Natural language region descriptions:
..........
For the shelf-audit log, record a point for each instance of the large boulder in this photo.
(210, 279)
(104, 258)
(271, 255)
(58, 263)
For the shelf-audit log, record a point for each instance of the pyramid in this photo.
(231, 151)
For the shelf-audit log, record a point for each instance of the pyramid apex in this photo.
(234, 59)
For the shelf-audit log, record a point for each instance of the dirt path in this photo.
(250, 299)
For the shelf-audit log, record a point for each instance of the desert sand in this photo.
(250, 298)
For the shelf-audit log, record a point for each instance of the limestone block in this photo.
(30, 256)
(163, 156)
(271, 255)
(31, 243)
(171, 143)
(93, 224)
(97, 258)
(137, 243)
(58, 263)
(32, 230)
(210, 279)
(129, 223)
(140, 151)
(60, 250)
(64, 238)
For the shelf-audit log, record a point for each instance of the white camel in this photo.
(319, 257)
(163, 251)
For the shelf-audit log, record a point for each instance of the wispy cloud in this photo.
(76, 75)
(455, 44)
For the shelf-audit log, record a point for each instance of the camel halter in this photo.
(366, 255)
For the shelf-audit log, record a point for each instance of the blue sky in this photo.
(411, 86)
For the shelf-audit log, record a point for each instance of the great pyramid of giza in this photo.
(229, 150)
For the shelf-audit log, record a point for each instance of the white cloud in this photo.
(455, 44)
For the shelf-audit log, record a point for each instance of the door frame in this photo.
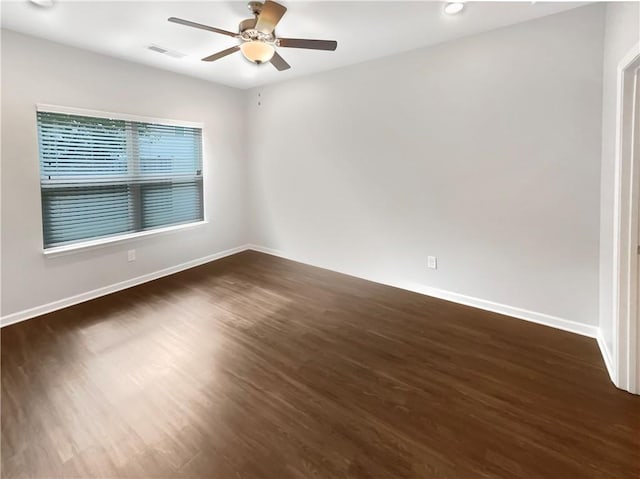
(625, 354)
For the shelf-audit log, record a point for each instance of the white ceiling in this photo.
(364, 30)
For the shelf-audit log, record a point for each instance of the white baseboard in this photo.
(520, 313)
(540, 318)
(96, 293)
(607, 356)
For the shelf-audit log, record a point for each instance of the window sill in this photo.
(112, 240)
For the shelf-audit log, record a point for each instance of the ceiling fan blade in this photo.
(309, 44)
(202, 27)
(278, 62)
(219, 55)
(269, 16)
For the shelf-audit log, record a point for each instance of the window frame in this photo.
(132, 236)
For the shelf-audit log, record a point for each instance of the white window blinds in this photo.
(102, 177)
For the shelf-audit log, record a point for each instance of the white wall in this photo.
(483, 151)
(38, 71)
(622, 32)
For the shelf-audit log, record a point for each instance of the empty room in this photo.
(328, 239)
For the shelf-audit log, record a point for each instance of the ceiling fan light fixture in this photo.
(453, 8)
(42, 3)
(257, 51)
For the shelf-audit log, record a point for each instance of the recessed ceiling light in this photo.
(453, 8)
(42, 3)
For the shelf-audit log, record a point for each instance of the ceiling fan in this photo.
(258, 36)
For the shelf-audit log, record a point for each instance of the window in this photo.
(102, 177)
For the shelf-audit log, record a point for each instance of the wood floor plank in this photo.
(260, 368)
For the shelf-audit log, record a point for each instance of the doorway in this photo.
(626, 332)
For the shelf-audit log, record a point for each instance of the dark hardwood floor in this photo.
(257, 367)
..........
Search the data for "window in this photo.". Beginning with that line, set down every line through the last exactly.

For the shelf-audit log, record a point for each instance of the window in this photo.
(102, 177)
For the shelf-audit log, record a point for each instance of the wood floor plank in this photo.
(260, 368)
For the shelf-audit log, record a point for each instance of the doorway in this photo.
(626, 332)
For the shelf-audit log, record a point for each instance of the dark hardwood floor in this photo.
(257, 367)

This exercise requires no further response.